• _Written task_
Copy the stretch of the records below from the line containing "Please put a point on the black pants" through the end of the records, reproducing every line unchanged.

• _Provided data_

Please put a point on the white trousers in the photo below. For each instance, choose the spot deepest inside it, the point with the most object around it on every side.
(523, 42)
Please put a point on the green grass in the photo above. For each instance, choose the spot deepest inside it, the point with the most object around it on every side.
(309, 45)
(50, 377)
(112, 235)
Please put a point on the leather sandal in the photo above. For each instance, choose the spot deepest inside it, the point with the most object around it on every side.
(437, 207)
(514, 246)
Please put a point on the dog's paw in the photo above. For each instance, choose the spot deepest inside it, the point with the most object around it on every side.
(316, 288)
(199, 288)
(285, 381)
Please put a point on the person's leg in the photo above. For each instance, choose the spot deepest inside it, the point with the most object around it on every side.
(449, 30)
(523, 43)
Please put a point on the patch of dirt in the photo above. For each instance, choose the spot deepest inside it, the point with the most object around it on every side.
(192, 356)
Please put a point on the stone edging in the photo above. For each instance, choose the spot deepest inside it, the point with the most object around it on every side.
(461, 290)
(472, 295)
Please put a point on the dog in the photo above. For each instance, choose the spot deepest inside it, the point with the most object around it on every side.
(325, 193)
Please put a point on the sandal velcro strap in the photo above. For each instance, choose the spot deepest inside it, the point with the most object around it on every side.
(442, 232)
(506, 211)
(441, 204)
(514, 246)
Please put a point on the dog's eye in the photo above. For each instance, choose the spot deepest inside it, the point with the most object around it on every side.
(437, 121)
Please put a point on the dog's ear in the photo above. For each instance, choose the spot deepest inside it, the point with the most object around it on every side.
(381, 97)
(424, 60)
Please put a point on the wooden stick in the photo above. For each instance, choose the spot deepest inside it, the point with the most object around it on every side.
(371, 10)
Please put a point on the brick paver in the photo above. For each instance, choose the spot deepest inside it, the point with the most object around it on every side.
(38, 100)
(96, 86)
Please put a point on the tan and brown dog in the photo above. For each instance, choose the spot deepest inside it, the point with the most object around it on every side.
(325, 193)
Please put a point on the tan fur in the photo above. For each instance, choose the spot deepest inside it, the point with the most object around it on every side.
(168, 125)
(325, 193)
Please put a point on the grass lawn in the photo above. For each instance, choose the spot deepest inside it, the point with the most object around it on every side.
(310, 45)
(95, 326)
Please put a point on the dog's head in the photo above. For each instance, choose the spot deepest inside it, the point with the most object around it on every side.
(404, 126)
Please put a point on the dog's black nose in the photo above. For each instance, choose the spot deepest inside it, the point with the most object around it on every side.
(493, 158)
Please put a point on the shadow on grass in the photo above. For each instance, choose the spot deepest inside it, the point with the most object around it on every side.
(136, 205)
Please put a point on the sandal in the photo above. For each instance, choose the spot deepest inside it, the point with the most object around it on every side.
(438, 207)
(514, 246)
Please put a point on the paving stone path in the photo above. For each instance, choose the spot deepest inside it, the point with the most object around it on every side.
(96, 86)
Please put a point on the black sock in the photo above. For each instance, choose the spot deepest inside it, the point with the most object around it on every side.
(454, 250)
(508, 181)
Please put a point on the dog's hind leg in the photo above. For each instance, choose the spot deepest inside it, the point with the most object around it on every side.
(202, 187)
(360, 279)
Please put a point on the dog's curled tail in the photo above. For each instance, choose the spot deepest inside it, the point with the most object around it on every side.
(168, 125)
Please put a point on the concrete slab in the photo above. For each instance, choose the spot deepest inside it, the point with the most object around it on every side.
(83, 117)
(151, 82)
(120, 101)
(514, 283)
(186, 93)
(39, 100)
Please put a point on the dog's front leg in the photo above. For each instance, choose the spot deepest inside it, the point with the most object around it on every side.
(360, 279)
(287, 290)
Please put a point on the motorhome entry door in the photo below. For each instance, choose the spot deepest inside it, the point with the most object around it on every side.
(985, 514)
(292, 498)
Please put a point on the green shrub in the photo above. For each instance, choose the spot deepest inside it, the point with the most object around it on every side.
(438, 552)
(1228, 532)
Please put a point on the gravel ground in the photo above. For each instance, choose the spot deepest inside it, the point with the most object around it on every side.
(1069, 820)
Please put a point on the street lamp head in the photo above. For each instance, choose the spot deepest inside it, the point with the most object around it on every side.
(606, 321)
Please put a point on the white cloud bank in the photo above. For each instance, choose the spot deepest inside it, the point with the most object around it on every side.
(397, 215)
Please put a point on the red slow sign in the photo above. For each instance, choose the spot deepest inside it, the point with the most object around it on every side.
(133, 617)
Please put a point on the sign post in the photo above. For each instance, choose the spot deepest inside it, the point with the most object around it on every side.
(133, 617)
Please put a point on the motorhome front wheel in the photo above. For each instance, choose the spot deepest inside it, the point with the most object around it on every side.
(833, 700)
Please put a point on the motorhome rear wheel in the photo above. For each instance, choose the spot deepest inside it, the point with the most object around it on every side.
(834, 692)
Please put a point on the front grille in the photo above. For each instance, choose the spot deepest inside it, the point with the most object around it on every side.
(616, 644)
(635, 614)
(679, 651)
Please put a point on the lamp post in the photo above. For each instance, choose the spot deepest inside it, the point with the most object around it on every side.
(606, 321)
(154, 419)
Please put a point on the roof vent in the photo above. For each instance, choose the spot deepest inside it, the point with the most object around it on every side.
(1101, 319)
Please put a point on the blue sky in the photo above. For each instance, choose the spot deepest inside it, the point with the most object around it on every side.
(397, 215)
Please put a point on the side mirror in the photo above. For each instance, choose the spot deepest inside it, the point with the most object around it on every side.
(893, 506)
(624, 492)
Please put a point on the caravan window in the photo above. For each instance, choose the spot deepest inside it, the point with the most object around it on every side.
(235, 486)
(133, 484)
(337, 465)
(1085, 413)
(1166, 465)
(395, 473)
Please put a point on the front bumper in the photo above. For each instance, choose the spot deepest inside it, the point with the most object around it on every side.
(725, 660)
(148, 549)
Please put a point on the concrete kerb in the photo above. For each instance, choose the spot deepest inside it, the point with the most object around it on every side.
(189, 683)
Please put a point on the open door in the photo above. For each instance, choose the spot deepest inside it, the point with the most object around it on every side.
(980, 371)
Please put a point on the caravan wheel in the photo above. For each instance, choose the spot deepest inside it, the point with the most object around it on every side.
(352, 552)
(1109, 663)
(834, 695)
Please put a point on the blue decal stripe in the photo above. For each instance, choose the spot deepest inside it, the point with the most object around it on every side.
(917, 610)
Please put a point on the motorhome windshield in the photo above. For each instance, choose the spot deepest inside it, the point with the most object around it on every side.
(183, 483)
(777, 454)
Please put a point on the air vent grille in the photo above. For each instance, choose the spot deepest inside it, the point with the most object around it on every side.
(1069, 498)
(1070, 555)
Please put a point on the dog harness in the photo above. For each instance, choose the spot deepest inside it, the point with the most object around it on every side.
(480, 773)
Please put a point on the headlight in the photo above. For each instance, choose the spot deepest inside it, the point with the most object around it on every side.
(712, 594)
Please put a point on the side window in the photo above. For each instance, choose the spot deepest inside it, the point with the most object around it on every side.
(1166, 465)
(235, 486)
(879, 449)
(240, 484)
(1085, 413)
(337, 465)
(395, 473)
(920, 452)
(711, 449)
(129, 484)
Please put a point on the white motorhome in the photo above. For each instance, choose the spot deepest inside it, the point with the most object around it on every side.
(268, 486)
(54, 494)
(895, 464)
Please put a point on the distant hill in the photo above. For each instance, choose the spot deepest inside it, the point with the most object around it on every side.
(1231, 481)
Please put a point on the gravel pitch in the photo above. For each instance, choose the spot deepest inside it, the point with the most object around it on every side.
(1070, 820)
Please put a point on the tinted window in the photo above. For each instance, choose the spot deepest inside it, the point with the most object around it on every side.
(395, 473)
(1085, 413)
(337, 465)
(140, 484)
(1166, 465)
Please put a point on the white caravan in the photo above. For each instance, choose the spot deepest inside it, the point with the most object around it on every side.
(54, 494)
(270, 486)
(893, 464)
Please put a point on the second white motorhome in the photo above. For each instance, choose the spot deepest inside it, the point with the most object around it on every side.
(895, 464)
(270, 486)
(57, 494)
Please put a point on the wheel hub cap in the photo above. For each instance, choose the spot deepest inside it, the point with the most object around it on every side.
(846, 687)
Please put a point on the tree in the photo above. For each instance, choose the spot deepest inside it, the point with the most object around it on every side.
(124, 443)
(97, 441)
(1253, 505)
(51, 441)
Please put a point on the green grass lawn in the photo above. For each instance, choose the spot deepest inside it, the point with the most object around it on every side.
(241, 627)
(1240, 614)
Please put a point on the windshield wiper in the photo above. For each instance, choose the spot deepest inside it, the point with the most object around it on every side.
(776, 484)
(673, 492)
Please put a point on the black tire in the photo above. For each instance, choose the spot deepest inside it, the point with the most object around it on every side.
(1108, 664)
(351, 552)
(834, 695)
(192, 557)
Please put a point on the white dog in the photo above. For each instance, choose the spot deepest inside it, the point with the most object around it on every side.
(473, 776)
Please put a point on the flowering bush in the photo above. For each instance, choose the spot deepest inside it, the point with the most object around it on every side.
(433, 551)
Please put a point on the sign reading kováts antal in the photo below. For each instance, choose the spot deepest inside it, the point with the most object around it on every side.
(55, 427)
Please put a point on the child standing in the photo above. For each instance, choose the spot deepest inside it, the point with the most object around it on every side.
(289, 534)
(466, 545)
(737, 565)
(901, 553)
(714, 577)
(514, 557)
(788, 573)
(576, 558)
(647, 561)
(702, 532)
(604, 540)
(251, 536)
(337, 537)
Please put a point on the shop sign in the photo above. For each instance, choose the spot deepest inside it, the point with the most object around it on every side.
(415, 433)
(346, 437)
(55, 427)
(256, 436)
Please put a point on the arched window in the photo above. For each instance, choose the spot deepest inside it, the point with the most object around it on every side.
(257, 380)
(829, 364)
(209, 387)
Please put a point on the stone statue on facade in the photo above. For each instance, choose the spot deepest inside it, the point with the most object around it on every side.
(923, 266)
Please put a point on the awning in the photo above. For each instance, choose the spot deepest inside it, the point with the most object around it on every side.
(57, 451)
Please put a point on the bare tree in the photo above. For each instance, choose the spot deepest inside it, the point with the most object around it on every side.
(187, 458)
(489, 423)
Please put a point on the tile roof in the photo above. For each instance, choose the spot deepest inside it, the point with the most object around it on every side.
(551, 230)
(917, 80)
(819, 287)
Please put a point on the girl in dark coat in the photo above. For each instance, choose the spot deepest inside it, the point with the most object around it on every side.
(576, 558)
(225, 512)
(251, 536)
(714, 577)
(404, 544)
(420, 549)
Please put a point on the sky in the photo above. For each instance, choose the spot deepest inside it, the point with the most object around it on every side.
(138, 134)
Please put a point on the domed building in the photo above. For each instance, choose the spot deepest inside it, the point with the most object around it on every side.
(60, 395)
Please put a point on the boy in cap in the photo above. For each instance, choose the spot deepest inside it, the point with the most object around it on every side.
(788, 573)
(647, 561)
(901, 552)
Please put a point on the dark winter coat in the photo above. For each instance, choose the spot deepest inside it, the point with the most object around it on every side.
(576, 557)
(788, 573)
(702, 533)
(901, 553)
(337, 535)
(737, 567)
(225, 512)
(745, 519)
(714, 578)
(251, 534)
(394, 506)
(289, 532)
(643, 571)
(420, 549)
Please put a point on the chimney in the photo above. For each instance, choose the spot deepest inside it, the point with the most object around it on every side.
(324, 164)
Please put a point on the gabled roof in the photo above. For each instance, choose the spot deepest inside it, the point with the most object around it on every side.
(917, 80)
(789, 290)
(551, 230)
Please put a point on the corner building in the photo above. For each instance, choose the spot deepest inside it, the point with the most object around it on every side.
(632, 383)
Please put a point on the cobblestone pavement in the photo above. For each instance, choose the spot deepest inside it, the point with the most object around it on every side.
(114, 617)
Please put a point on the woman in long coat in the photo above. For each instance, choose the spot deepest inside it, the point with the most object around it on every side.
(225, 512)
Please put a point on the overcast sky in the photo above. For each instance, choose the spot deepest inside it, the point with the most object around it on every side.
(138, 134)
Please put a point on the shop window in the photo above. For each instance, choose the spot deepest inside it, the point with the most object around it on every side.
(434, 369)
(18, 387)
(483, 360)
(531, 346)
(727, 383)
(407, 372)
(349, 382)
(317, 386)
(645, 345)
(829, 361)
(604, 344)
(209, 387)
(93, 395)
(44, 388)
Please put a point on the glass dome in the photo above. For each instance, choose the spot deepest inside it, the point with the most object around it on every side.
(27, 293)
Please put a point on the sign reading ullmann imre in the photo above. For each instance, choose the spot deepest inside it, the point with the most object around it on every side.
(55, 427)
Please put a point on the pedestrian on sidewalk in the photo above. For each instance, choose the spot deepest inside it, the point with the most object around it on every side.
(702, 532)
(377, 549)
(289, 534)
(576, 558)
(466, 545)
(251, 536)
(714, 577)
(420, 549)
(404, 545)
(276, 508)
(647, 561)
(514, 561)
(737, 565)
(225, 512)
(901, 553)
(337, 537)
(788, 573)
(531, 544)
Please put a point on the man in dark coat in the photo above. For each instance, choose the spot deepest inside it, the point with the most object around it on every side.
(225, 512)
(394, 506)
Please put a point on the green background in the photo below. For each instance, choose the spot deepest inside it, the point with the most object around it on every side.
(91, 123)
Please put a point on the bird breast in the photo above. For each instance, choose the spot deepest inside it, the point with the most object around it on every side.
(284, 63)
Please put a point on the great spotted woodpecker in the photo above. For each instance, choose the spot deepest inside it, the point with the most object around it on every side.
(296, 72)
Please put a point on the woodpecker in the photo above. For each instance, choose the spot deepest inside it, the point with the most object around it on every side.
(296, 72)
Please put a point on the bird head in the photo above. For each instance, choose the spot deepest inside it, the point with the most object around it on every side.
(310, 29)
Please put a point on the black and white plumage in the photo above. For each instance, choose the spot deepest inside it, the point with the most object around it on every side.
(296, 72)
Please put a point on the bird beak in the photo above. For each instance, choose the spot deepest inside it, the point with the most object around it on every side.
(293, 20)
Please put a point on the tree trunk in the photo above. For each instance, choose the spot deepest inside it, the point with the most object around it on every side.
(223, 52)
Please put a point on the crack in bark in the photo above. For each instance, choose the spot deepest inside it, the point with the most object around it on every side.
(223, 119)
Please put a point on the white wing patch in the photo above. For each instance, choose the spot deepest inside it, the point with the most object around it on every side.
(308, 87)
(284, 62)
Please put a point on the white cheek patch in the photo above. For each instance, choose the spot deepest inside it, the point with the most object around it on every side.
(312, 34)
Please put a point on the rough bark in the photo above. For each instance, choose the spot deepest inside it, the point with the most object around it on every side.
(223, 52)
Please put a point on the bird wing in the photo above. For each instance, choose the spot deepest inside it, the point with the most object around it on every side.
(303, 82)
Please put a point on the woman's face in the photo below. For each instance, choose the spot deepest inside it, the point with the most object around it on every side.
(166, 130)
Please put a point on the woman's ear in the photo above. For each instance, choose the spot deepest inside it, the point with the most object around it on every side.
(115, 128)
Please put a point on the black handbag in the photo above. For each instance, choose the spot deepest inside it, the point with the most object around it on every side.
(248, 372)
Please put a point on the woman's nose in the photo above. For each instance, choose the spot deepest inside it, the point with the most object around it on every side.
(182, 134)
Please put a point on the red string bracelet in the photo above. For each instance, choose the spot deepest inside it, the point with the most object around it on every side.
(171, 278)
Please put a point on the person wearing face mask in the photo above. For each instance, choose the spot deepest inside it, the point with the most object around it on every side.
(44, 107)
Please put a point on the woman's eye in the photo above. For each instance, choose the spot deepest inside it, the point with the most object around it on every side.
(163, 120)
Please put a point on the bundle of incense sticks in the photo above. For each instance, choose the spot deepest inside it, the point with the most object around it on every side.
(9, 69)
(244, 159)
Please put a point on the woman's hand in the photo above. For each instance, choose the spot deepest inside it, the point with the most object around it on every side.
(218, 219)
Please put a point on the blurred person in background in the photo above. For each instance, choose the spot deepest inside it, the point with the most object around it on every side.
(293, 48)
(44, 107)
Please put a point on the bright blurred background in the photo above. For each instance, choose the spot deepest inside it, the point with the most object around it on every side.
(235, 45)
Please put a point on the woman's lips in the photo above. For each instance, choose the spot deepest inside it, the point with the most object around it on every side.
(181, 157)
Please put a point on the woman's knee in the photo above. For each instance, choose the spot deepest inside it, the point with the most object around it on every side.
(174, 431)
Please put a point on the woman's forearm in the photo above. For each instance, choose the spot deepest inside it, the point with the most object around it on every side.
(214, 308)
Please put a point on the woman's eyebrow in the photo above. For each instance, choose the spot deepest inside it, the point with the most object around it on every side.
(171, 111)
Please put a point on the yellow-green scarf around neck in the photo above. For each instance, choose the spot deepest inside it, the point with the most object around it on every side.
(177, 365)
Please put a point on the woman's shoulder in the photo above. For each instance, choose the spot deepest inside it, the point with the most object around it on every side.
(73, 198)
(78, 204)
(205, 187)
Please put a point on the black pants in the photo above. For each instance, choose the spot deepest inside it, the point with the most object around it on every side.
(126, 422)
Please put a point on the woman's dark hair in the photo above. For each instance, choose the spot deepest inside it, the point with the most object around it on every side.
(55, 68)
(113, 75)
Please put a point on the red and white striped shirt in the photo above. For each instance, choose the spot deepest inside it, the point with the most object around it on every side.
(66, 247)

• _Result for this exercise_
Please put a point on the black pants in the photo above. For each instance, choose the spot deepest inside it, the point with the most object around it on every side.
(126, 422)
Please put a point on the woman's dark hair in the photo above. For each instance, choose the spot deepest inside it, the point with the most object around it on every side.
(55, 68)
(113, 75)
Please put a point on the red and white striped shirt in the photo above. For each instance, choose the spot deepest inside it, the point with the most object around it on every side.
(66, 247)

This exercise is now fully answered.